**Supplied passage**
┄┄┄┄┄┄┄┄┄┄

Two topics, (1) meiosis and (2) acclimation to environmental temperature change, are currently addressed primarily with Drosophila melanogaster, a fly species of major importance for experimental research in molecular biology. In the past, the laboratory has used this model organism for related research concerning the identification and characterization of regulators controlling progression through the cell cycle and its coordination with developmental processes during embryogenesis: (3) cell cycle control.
Meiosis reduces chromosome ploidy from diploid to haploid. Haploid cells have only a single copy of each chromosome. They differentiate into germ cells (oocyte or sperm). The first cell of an organism resulting from fertilization of an oocyte with a sperm is again diploid (two copies of each chromosome, a maternal and a paternal copy).
Acclimation to environmental temperature change
Environmental temperature can vary extensively (between seasons, over days, day/night). Temperature affects all biological processes, but importantly not in a uniform manner. Nevertheless, cells of ectotherm organisms remain functional over an often considerable temperature range. How do they manage acclimation?
Cell cycle control
Before a progenitor cell can undergo cell division to generate two daughter cells, all components needed for the survival of these two daughter cells have to be pre-fabricated. In particular, the genetic information (stored in chromosomes in form of double stranded DNA) needs to be replicated accurately and completely. Cell cycle control prevents fatal inaccuracies and allows co-ordination of cell proliferation with other developmental and physiological processes.

┄┄┄┄┄┄┄┄┄┄

**Extracted information**
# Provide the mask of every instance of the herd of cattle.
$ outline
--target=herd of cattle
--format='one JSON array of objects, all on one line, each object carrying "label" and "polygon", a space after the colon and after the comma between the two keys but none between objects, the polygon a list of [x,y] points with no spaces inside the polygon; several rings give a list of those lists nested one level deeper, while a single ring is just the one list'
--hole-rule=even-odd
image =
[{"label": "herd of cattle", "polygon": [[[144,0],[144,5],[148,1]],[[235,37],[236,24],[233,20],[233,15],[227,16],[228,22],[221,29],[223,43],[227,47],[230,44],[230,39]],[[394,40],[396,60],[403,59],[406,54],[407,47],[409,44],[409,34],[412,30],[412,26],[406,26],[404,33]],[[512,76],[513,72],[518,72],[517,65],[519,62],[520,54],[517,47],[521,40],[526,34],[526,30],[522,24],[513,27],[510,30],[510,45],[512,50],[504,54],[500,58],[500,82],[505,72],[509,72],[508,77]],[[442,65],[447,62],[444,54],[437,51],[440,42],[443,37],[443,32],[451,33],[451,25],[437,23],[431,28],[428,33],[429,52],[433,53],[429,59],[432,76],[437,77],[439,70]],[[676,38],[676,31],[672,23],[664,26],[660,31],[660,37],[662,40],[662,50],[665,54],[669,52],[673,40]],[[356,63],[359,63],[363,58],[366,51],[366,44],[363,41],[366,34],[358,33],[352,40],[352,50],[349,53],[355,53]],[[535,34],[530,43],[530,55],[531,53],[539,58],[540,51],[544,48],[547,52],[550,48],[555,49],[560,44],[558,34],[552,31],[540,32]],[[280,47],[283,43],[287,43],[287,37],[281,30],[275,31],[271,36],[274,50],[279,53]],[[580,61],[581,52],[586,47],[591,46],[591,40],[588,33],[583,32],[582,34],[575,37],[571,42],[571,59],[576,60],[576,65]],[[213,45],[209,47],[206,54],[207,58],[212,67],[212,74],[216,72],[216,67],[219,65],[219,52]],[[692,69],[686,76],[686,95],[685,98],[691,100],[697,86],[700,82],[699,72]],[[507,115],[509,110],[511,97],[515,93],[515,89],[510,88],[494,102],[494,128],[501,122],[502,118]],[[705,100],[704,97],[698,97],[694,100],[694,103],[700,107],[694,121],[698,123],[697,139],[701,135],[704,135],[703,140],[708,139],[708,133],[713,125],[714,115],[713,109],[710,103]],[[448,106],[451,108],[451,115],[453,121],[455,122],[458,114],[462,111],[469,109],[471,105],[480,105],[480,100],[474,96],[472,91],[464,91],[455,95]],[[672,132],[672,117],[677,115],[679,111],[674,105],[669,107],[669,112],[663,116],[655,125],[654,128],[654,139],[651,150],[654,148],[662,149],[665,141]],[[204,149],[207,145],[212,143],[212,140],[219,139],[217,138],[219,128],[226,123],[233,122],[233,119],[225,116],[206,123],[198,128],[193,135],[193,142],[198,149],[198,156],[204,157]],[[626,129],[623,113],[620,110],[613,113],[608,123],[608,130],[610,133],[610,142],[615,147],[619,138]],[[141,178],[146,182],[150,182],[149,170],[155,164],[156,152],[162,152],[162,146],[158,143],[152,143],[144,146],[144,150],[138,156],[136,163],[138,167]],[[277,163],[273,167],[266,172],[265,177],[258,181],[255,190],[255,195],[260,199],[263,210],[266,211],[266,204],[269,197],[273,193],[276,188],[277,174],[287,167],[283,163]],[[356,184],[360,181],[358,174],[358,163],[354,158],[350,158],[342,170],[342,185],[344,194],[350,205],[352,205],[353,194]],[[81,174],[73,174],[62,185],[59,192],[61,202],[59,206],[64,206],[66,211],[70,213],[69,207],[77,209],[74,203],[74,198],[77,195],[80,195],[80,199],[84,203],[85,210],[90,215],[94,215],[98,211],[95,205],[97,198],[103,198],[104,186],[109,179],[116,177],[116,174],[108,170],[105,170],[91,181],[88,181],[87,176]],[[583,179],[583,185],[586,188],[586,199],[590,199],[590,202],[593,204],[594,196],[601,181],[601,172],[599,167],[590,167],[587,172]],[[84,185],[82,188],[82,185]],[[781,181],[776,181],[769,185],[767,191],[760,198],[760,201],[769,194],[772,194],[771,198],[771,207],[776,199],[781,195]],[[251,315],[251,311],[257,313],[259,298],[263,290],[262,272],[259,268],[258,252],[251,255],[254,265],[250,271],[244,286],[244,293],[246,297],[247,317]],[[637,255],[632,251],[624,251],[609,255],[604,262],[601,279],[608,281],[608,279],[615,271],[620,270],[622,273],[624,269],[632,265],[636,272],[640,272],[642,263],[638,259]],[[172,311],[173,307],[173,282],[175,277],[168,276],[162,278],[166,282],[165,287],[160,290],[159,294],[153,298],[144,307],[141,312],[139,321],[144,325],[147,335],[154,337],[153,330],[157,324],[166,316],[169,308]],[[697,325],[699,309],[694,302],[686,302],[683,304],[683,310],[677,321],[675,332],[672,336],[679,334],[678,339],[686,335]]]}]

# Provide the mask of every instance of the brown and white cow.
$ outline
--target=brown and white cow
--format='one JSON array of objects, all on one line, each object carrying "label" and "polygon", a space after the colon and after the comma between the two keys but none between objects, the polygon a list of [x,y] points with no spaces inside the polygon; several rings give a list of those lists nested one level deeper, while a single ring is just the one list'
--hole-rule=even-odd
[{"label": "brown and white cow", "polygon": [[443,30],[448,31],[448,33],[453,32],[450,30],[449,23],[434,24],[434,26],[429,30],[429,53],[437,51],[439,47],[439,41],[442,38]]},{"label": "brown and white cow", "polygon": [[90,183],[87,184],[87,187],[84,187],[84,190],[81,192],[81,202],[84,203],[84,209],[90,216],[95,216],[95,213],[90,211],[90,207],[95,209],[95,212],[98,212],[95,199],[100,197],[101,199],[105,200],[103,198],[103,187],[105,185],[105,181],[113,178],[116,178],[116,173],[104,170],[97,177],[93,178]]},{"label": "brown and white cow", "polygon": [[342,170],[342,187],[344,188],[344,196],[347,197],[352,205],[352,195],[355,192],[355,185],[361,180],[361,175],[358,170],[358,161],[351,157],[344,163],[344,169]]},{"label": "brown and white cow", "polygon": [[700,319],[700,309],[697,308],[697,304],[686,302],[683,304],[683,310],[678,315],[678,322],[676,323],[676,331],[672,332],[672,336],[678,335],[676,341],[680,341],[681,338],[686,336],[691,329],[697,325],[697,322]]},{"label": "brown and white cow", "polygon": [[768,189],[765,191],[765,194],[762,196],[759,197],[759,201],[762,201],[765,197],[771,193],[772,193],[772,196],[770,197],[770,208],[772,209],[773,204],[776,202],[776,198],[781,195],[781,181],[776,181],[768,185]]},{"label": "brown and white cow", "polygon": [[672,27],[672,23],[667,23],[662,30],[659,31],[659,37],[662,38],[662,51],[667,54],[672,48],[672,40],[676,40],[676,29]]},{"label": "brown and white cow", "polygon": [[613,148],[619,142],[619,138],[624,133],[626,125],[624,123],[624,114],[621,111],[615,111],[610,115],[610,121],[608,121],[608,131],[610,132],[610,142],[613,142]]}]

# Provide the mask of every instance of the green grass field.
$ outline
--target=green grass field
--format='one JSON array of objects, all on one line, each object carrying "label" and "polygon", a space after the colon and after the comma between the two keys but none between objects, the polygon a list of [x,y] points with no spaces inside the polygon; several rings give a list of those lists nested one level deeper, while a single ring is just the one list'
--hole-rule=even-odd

┄┄┄┄┄┄┄┄┄┄

**Exercise instructions**
In the Drosophila research passage, what do haploid cells differentiate into?

**Task solution**
Germ cells (oocyte or sperm).